The day after our innocent 2:00 a.m. tryst in the lobby, the plot continued. This was the day Fidel spoke in the Plaza de la Revolución. For hours, and hours, and hours. People walked in and out in the celebrity stands where I sat and stood. They drank beer and talked among themselves while Fidel went on and on and on. I spoke for a while with Vito, a delightful CBS cameraman who was the only other American journalist around, and with him was the Cuban named Paco. Paco, who headed the press section at the Foreign Ministry, was six feet two, with curly brown hair, an ethereally beautiful smile, and stunning blue eyes. He kept staring at me, and I admit to flirting a bit, caught up as I was in the carnival spirit of the day.

That same night about ten o'clock I was back in my room writing my article when Vito phoned to invite me for a drink. To my surprise, when I knocked on his door, Paco opened it. While Vito kept a diplomatically low profile, Paco and I made an acquaintance quickly.

In spite of my caution, during the remaining five weeks I was there, Pinero managed to call me at two or three every morning, gradually building up in me a crescendoing fear.

With Paco the situation was different. I was keeping that in hand until one day, while we were walking down the street by the Associated Press office, he told me, "I've changed your assignment officer." I stared at him. "I've changed him to me."

I looked down and away. I knew it was wrong, and I also knew it was inevitable. "It's not a good idea, Paco," I said. "I don't think we should do it." What it meant was that he, and not the puritanical Communist guide I had had on my travels around the island, would travel with me. Alone. "No," I said finally, "no."

"It's done," he said, shrugging and pulling rank. "There's nothing more to do."

I stopped right there in the street and lectured him. I was absurdly like that in
those days. "I suppose there's nothing I can do about it," I finally agreed. "But there is not going to be anything between us. Nothing. And if you try to make something between us ... "

My upbringing regarding sex and sensuality had been very strict, and I moved through this very sophisticated world, at least in those early years, being extremely careful of involvements. I am sure that most of the men thought me quite crazy -- I do, today, myself. Yet, at the same time, since I am a very passionate woman in personal feelings as well as political feelings, I think it protected me.

[Lines of data]
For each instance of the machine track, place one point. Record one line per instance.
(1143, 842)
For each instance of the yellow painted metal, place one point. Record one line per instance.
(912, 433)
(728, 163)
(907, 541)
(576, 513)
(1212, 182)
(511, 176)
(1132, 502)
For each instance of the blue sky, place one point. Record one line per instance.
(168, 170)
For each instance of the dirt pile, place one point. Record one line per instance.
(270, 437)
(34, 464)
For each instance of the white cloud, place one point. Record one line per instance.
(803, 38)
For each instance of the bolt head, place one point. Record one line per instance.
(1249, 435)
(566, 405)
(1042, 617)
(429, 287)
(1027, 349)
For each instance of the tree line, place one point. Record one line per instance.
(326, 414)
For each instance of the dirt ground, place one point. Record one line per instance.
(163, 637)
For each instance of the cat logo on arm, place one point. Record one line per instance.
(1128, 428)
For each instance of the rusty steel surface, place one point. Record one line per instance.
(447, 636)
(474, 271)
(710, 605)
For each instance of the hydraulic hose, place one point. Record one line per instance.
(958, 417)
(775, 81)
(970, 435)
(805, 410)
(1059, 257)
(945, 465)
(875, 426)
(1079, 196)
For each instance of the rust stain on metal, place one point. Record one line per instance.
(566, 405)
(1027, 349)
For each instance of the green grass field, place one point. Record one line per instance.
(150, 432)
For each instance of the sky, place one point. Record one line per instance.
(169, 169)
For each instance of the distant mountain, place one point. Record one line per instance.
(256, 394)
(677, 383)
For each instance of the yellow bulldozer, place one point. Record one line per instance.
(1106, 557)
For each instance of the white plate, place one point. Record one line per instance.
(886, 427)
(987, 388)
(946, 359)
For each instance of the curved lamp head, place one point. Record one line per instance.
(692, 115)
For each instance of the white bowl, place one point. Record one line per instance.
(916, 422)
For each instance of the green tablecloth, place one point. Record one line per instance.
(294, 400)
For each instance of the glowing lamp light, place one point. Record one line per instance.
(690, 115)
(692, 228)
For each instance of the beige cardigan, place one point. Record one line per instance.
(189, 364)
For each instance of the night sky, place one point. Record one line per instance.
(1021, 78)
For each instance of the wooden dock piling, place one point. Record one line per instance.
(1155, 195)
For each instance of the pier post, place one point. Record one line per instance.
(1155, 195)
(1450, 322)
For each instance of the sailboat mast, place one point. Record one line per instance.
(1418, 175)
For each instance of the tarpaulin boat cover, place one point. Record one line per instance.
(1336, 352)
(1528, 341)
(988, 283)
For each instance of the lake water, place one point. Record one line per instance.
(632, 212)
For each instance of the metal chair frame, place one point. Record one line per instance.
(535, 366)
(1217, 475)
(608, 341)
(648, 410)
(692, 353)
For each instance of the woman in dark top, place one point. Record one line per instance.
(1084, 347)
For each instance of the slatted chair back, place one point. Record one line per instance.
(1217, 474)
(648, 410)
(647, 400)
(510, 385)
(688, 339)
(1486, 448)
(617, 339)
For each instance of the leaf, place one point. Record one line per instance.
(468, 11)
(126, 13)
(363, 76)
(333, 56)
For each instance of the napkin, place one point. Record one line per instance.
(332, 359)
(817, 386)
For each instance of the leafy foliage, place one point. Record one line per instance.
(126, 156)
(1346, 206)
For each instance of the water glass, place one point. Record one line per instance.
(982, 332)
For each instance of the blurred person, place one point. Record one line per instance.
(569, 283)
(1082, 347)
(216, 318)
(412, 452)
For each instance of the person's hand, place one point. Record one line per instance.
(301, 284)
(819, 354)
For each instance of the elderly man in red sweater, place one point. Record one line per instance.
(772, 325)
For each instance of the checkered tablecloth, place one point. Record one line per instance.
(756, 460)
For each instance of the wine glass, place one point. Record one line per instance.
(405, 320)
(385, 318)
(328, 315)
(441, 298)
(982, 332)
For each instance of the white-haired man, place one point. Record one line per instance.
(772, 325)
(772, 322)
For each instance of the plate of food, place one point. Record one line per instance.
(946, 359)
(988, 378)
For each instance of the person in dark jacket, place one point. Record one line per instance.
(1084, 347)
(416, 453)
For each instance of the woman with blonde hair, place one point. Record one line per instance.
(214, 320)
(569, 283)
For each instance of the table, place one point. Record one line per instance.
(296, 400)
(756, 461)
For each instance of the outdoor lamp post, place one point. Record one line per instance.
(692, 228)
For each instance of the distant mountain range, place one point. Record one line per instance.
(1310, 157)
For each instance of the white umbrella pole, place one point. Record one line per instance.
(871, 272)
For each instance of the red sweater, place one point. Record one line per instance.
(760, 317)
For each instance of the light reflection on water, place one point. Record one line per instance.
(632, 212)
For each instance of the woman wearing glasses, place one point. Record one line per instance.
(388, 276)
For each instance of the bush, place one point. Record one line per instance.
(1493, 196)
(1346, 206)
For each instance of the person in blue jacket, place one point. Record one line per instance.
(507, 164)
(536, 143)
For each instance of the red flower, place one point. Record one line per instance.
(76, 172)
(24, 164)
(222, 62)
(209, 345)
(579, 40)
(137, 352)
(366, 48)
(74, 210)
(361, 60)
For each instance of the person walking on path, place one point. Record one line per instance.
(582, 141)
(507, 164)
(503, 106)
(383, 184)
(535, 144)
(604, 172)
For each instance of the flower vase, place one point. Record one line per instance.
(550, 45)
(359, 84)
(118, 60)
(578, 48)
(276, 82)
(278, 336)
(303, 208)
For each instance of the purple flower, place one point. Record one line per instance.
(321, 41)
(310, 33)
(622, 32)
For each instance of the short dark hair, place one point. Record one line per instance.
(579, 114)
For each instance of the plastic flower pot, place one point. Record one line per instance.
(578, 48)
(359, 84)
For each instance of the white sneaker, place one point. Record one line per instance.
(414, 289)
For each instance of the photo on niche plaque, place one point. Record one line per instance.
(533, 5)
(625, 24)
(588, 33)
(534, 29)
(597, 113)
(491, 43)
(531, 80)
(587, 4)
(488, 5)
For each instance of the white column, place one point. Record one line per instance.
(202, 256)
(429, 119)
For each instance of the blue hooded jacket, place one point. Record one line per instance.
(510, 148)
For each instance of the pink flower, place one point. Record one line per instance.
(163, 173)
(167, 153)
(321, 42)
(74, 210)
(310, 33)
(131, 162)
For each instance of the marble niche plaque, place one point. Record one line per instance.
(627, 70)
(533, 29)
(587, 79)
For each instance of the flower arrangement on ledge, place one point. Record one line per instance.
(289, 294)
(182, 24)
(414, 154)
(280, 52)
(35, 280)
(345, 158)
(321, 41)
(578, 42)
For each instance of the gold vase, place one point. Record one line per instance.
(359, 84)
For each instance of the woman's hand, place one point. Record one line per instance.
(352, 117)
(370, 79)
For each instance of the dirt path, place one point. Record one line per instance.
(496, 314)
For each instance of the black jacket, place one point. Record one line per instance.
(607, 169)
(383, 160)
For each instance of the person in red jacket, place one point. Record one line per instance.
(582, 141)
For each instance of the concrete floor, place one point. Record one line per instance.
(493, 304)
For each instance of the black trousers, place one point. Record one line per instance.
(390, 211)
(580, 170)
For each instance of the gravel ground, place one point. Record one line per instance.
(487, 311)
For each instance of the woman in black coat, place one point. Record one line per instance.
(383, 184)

**PROBLEMS TO SOLVE:**
1 - Repeat the passage of the memoir excerpt about Cuba between "My upbringing regarding" and "it protected me.", inclusive, swapping "upbringing" for "childhood".
2 - In the memoir excerpt about Cuba, why does the writer say she flirted a bit with Paco during Fidel's speech?
3 - Write the next few paragraphs of the memoir excerpt about Cuba, beginning after its last sentence.
This material is separate from the memoir excerpt about Cuba.

**OUTPUTS:**
1 -
My childhood regarding sex and sensuality had been very strict, and I moved through this very sophisticated world, at least in those early years, being extremely careful of involvements. I am sure that most of the men thought me quite crazy -- I do, today, myself. Yet, at the same time, since I am a very passionate woman in personal feelings as well as political feelings, I think it protected me.

2 - She was caught up in the carnival spirit of the day.

3 -
Eventually, however, my 1940s Midwestern inhibitions gave way. We were both single, we were in love, we were harming no one. I had been honest with Pinero, and certainly nobody had told me that being in
love was either mandated by or forbidden by the Cuban revolution.

Then one day I walked into my hotel room, having just arrived back from Veradero Beach and Paco, and the phone rang. It was Pinero's deep voice saying, "I understand you are going to marry a Cuban." My stomach tightened until I could barely breathe. Why was I so afraid? What was I doing wrong?

"Why don't you take me to lunch?" I suggested, for that was, among my "rules," allowed. He did -- to a gorgeous restaurant on the sea, one of those reserved only for that "New Class" of Marxist Cubans of which Pinero was a charter member. The restaurant was nearly empty those days, for we arrived in the wake of the purge of the party's high livers. Pinero's green eyes fixed impassively on me. I was trying to find out how much he knew, but it was fruitless with someone like him.

"We had a talk about you," he said at once.

I looked quizzically at him. "Who?"

"Everybody said you were just like all the rest of the Yanqui imperialists -- except two of us."

"Two?"

"Yes." His eyes narrowed. "Fidel and I."

In all of this, in spite of being a now-experienced journalist, I was still naiveté incarnate, still the girl next door from the South Side of Chicago. I was convinced Pinero did not know of my romance with Paco -- in fact, I thought no one knew -- whereas, in truth, everybody did.

Even here I held to my own ethical-moral female standard, always so much more complex than those of men. I suspected -- strongly -- that Paco was a thoroughly lukewarm Marxist, if one at all. But I never -- never -- asked him anything personal about communism. I didn't think it fair and I didn't want to know anything that could compromise him.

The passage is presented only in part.